**Travail demandé:**
1 > Recopiez mot pour mot le passage du texte sur le R0 qui commence aux mots « C’est en quelque » et se termine après « l’épidémie de prospérer. ».
2 > Répondez aux questions suivantes à partir du texte sur le R0 :
(a) Entre quelles valeurs se situent les données sur le R0 du Sars-CoV2 ?
(b) À quelle distance minimale le distancement en population générale est-il fixé ?
(c) Combien de candidats vaccins existent ?

**Texte de la page:**
-=-=-

Il se calcule sur le mode d’une équation simple : Ro = ß.c.d
• ß représentant la probabilité de transmission,
• c le taux de contact (ou nombre de contacts par unité de temps),
• d la durée de contagiosité.
C’est en quelque sorte une échelle de Richter des maladies transmissibles, qui contribue à calculer notamment le temps de doublement d’une épidémie et permet d’approcher le pourcentage de la population (P) qui devrait être immunisée (par l’infection naturelle ou par vaccination) pour empêcher le déclenchement ou le maintien d’une épidémie (P = [1-1/R0)). En quelque sorte c’est le pourcentage de la population qui devrait être immunisée pour que l’effet groupe (herd immunity) soit suffisant pour empêcher l’épidémie de prospérer.
Pour la pandémie due au Sars-CoV2, comme avant l’épidémie, on peut considérer qu’aucune personne n’était immunisée. Les données concernant le R0 pour ce virus sont entre 2 et 3, en sachant qu’il s’agit de chiffres moyens, certains étant « hyper-contaminateur » (pouvant contaminer plusieurs dizaines de personnes) d’autres faiblement contaminateur. Si on prend un R0 moyen de 2,5, il faudrait que 60 % de la population soit infectée (de façon symptomatique, pauci-symptomatique ou asymptomatique) pour que l’épidémie s’arrête. On
comprend donc que des millions de personnes risquent d’être infectées et que même si l’infection est individuellement bénigne, même si le risque de formes graves voire de décès est inférieur à 1% ou à 1‰, des milliers de personnes seront hospitalisées en réanimation ou décèderont. La mise en place de mesures barrières a pour objectif de réduire le R0 de la maladie mais ne peut théoriquement diminuer le pourcentage de sujets immunisés permettant d’arrêter l’épidémie. Ces mesures visant à limiter la contamination ont une action sur la hauteur du pic de la maladie en l’abaissant, mais théoriquement ne modifie pas l’aire sous la courbe (le nombre de patient). C’est pour cette raison que certains pays (Hollande, Suède, Angleterre dans un premier temps…) avaient pris l’option de ne pas renforcer les mesures barrières de façon aussi drastique que ce qui avait été fait en France et dans de nombreux autres pays. Ce ralentissement de la contagion est fondamental pour permettre au système de santé de mieux faire face à l’arrivée massive de malades notamment les plus graves. De plus, ces mesures pourraient permettre d’attendre une baisse « naturelle » du R0, si l’agent pathogène, comme on l’espère, se transmet moins facilement pendant la saison estivale (dans l’hémisphère nord), ce qui est le cas pour le virus de la grippe, le VRS, ou d’autres coronavirus humains déjà connus. La transmission du Sars-CoV-2 de fait essentiellement par les grosses gouttelettes émises en toussant,
éternuant ou parlant, plus rarement par les mains ou les objets contaminés : c’est pour ces raisons que le port du masque chirurgical par les soignants, le renforcement de l’hygiène des mains et des surfaces jouent un rôle capital. En population générale le distancement à plus d’un mètre et le confinement, en diminuant le nombre de sujets contacts, ont certainement une efficacité. Un chiffre de réduire à moins de cinq les « contacts » par jour en population générale a été avancé : la encore c’est une moyenne qu’il ne faut pas prendre à la lettre. De toute façon, ces mesures ne vont pas stopper l’épidémie mais réduire le risque et le nombre de malades. Pour réduire la propagation de l’épidémie, la mesure complémentaire la plus efficace, est la mise au point d’un vaccin. Plus de 30 candidats vaccins existent, utilisant différentes technologies, mais en l’absence de seuil d’anticorps protecteurs connu, seules des études cliniques comportant un nombre relativement important de malades pourront démontrer à la fois leur tolérance et leur efficacité. De ce fait, un délai inférieur à un an avant la mise à disposition d’un vaccin, est inenvisageable.

-=-=-

**Données à examiner:**
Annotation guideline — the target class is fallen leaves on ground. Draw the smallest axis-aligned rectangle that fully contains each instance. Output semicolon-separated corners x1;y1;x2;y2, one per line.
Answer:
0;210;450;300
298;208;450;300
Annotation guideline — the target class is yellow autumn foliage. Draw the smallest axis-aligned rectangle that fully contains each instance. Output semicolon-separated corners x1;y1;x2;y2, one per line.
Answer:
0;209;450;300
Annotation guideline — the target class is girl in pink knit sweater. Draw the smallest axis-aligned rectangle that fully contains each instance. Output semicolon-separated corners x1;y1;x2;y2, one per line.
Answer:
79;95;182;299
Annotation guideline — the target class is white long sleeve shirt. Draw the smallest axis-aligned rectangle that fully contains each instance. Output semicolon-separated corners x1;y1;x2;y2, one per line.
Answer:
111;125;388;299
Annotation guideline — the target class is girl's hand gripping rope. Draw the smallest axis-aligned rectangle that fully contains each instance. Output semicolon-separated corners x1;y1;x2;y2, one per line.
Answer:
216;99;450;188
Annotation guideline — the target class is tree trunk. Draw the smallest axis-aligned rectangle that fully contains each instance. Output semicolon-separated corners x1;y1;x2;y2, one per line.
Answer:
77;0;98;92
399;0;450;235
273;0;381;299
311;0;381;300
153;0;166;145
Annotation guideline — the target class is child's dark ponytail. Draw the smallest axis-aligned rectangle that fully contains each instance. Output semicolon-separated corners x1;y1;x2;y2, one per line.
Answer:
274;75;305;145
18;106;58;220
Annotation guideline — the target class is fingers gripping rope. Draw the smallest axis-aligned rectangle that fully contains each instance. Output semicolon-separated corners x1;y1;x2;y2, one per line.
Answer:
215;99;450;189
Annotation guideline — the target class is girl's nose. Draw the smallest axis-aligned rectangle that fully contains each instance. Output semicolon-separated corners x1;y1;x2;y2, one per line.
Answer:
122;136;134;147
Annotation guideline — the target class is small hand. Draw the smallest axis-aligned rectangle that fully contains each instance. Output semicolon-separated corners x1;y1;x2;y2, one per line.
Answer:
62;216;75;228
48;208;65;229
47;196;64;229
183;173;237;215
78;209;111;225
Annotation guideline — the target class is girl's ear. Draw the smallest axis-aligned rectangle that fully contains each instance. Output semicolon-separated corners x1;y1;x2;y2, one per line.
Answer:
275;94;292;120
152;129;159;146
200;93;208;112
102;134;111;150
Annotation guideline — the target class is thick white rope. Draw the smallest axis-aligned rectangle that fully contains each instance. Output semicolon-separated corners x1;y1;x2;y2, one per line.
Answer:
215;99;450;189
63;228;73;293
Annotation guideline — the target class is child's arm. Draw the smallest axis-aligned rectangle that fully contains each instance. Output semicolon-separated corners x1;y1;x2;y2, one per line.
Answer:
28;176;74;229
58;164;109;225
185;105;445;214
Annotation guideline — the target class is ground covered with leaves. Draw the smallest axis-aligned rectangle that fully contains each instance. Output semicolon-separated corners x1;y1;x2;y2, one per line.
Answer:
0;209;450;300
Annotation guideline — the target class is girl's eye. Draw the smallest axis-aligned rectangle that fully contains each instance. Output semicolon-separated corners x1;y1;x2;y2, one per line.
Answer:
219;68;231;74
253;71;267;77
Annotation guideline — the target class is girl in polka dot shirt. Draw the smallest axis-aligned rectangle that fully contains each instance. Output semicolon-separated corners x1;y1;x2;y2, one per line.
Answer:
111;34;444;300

-=-=-

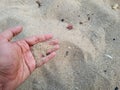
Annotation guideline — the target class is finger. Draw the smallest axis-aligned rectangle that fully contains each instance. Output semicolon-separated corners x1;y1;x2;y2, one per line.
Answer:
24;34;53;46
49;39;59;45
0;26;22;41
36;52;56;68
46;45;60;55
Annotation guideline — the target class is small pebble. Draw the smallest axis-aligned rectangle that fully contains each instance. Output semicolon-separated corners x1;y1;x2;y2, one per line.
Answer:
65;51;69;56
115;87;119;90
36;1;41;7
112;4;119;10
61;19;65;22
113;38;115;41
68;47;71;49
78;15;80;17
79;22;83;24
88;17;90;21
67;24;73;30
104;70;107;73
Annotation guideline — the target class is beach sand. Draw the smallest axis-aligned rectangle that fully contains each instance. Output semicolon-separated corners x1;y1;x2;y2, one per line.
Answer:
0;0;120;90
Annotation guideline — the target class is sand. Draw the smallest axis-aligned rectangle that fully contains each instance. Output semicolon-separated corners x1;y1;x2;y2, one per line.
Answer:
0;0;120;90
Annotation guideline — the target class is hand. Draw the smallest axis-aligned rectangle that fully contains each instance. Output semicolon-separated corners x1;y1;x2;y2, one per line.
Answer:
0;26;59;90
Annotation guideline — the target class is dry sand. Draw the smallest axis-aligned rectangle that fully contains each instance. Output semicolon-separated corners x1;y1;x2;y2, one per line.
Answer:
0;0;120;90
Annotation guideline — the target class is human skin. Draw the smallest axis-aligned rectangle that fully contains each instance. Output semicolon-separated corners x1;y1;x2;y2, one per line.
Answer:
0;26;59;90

-=-=-

**Réponses par tâche:**
1 >
C’est en quelque sorte une échelle de Richter des maladies transmissibles, qui contribue à calculer notamment le temps de doublement d’une épidémie et permet d’approcher le pourcentage de la population (P) qui devrait être immunisée (par l’infection naturelle ou par vaccination) pour empêcher le déclenchement ou le maintien d’une épidémie (P = [1-1/R0)). En quelque sorte c’est le pourcentage de la population qui devrait être immunisée pour que l’effet groupe (herd immunity) soit suffisant pour empêcher l’épidémie de prospérer.

2 >
(a) Entre 2 et 3.
(b) À plus d'un mètre.
(c) Plus de 30.